- **Required tasks**:
a: Reproduce the part of the course descriptions between "Why would a" and "experience (including none).", inclusive.
b: Pick up the course descriptions from where they stop and continue them.

- **Quoted passage**:

---

Discrete mathematics studies problems that can be broken up into distinct pieces. Some examples of these sorts of systems are letters or numbers in a password, pixels on a computer screen, the connections between friends on Facebook, and driving directions (along established roads) between two cities. In this course we will develop the tools needed to solve relevant, real-world problems. Topics will include: combinatorics (clever ways of counting things), number theory and graph theory. Possible applications include probability, social networks, optimization, and cryptography.

Feminism imagines a world free of gender-based oppression and injustice. But what exactly does such freedom involve? In this course, we’ll investigate the interplay between gender, feminist theory, and philosophical views about freedom. Some prompting questions include: Is individual freedom enough? What does ubiquitous pornography mean for sexual freedom? How does politics shape desire? (How) should we rethink the family and work? Does feminist freedom require freedom from gender?

Why would a forest ecology course include an assignment to knit a wool hat? In this class we will explore the lasting impact of sheep on the Vermont landscape, from the earliest settler-colonizers through today’s small batch fiber mills and second growth forests studded with stone walls. Sheep, and especially a 19th century boom in merino sheep, radically altered Vermont’s forests and inspired early writing on conservation and sustainable land management.

In this course, students will gain experience with using simple programmable robots and how they can be utilized in STEM education. The focus of this class will be on learning and designing lessons for K-12 students utilizing these robots. This class is accessible for students at all levels of computer programming experience (including none).

---

- **Data for analysis**:
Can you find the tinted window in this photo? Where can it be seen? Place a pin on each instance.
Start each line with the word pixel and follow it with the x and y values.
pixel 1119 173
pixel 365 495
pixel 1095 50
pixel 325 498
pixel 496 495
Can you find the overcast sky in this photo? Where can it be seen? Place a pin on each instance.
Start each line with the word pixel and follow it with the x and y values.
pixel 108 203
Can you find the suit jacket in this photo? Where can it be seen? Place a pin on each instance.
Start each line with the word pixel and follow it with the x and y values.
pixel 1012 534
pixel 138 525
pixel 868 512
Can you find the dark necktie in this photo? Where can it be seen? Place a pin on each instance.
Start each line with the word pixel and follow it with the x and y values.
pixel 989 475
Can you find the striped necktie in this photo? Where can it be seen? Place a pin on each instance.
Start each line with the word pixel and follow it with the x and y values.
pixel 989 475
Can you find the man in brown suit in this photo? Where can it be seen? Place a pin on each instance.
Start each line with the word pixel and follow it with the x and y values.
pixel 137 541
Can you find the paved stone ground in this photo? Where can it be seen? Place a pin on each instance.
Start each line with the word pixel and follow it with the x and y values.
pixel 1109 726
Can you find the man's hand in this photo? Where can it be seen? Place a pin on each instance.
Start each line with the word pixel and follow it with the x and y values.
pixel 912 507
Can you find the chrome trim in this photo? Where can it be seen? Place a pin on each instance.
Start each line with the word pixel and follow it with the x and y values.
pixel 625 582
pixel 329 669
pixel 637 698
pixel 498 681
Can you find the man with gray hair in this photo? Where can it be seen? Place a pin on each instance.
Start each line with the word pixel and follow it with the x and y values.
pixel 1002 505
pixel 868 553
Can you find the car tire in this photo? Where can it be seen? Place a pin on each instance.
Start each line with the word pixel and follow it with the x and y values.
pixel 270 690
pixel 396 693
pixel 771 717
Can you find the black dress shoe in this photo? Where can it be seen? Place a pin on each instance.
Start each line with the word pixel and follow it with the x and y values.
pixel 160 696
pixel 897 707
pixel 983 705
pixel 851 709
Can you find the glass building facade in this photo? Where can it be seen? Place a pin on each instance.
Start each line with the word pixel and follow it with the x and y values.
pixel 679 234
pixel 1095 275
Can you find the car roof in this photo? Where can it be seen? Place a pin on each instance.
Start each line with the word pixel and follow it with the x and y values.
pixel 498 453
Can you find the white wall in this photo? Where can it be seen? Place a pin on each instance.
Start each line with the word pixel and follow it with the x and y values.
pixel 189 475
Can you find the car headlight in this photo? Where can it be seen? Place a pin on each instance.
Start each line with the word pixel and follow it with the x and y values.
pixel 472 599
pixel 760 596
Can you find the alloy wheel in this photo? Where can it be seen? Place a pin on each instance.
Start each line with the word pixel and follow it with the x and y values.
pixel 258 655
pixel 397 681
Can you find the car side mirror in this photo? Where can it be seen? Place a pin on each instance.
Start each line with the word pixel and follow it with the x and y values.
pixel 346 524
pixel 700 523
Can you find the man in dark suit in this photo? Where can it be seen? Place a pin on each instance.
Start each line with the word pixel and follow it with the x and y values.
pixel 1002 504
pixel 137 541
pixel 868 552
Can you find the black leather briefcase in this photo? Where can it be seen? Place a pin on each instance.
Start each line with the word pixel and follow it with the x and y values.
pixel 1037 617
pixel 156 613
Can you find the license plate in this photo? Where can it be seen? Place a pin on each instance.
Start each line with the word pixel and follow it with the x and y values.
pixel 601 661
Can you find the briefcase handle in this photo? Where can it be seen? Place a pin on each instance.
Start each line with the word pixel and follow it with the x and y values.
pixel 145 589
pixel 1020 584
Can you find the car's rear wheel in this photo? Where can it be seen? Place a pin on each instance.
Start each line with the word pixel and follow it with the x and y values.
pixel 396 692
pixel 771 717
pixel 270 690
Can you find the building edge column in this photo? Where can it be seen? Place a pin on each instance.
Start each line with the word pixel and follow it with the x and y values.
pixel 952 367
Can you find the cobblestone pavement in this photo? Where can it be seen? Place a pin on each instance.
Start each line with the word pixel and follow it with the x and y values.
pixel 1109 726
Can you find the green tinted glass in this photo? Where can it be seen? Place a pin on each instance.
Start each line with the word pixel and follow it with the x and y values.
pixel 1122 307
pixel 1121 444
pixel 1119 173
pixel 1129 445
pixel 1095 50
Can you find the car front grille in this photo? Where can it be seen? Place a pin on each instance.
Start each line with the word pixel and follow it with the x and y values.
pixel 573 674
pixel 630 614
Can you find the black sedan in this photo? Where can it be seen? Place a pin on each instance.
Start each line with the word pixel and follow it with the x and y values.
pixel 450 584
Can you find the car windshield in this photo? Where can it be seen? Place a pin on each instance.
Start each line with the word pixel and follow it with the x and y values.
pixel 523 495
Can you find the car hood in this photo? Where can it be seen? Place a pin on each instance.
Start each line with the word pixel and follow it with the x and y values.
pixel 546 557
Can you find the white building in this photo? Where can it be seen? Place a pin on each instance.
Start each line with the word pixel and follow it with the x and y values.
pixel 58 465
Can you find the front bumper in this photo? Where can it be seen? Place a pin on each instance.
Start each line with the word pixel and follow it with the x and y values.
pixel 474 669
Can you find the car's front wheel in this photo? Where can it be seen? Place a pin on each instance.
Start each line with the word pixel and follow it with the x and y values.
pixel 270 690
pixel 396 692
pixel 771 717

---

- **Task responses**:
a:
Why would a forest ecology course include an assignment to knit a wool hat? In this class we will explore the lasting impact of sheep on the Vermont landscape, from the earliest settler-colonizers through today’s small batch fiber mills and second growth forests studded with stone walls. Sheep, and especially a 19th century boom in merino sheep, radically altered Vermont’s forests and inspired early writing on conservation and sustainable land management.

In this course, students will gain experience with using simple programmable robots and how they can be utilized in STEM education. The focus of this class will be on learning and designing lessons for K-12 students utilizing these robots. This class is accessible for students at all levels of computer programming experience (including none).

b:
Introduction to Computer Science 2 continues the design-recipe approach started in Introduction to Computer Science 1. We extend our toolkit from structural recursion into generative recursion, abstraction, and algorithmic problem-solving. Students move beyond simple data definitions to work with more sophisticated structures (trees, graphs, sets, maps) while beginning to reason about program efficiency and resource use.

Hannah Arendt (1906-1975) was a political theorist whose work has become increasingly influential in recent years. A student of Martin Heidegger and Karl Jaspers, her extensive writings cover such topics as the nature of power, the meaning of the political, and the problem of revolution. This course is a detailed exploration of some of her major works, including The Human Condition, On Revolution, and Eichmann in Jerusalem: A Report on the Banality of Evil, as well as an engagement with some of the critical literature on her work.

This course is an introduction to the theory of knowledge in the analytical tradition. We will engage with topics such as skepticism about the external world, the nature of belief, truth, and justification, as well as foundationalism and coherentism,, internalism versus externalism, along with other topics.

John Rawls (1921-2003) was arguably the most important and influential political philosopher of the twentieth century. His first major work, A Theory of Justice (1971) transformed the field of political philosophy and his ideas and arguments remain at the center of the philosophical debate on the question of justice. This course consists of a careful study of the main arguments in his early and late work as well as a consideration of some of the critical literature.

The Tuning in the Trees is an advanced seminar in microtonality that treats tuning systems as both technical structures and living landscapes. Students will explore how musical intervals emerge from natural patterns—such as tree bifurcations, harmonic ratios, and number sequences—while engaging deeply with Just intonation, Meantone, Bohlen–Pierce, and other non-Western tunings.

Aristocles (known to us as "Plato") lived and wrote in Athens in the 5th c. BCE. More than 2400 years later, Alfred North Whitehead’s famous remark still resonates: “The safest general characterization of the European philosophical tradition is that it consists of a series of footnotes to Plato…the wealth of general ideas scattered through them…have made [Plato’s] writings an inexhaustible mine of suggestion” (Process and Reality, 1929).